### MATERIAL FOR THIS TASK:

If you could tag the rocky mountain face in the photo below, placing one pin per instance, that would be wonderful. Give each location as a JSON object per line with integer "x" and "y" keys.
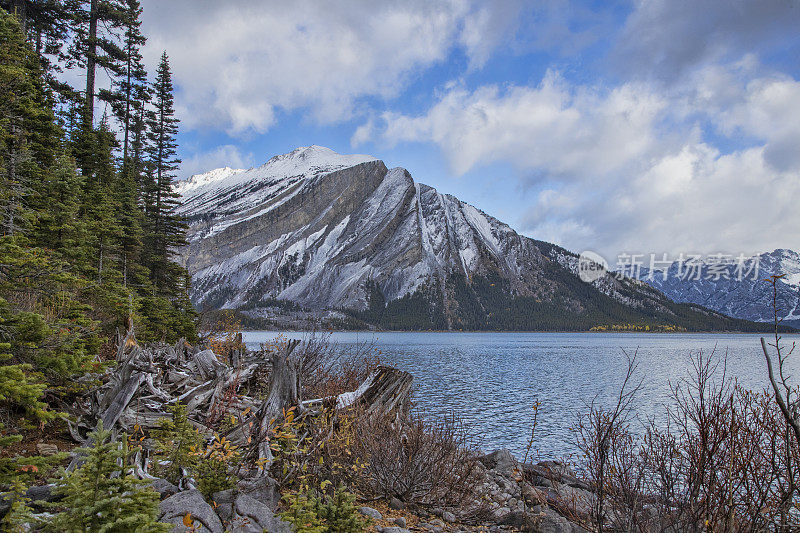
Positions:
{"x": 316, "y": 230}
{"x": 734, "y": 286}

* * *

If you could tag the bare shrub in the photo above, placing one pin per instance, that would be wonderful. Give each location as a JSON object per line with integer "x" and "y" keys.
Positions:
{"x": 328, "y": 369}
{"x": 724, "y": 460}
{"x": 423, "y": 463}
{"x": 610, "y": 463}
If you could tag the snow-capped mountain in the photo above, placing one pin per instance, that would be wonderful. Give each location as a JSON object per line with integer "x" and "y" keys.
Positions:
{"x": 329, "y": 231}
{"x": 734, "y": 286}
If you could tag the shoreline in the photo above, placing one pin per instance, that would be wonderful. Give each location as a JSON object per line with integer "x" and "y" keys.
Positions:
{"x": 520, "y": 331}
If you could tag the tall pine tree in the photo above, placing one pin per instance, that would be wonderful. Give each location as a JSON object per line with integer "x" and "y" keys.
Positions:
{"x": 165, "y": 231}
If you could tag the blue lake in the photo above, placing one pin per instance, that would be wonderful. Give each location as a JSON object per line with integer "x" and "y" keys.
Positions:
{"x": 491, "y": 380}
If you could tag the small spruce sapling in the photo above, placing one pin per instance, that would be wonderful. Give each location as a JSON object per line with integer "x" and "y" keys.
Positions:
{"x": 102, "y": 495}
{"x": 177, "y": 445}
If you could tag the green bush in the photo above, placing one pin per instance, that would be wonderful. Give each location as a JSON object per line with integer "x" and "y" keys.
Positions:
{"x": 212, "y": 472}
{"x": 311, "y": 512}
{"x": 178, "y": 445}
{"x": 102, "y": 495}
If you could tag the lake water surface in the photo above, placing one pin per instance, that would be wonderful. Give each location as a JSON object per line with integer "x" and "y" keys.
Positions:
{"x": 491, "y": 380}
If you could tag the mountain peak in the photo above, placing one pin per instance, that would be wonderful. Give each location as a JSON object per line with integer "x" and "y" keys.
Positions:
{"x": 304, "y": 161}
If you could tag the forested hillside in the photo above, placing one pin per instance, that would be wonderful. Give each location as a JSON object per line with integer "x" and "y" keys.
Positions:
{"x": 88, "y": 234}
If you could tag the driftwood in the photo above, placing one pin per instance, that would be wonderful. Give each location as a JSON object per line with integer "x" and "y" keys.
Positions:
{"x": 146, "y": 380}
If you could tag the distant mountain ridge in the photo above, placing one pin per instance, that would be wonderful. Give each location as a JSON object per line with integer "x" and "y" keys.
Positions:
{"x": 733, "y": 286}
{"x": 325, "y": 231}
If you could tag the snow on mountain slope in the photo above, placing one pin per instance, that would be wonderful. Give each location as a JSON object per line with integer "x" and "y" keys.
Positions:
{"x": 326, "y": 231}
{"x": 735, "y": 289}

### PROBLEM DETAILS:
Filter the lines above, keeping every line that contains the string "snow". Case counts.

### RIGHT ANSWER:
If you could tag the snow-capped mountain in the photo above, placing one pin per instance, that would be wonderful. Give each location as a JSON object per line with integer "x" and "y" keys.
If you could tag the snow on mountain slope in the photo above, placing one pin per instance, that would be wonderful. Give each location as a JSON object per line with integer "x" and "y" keys.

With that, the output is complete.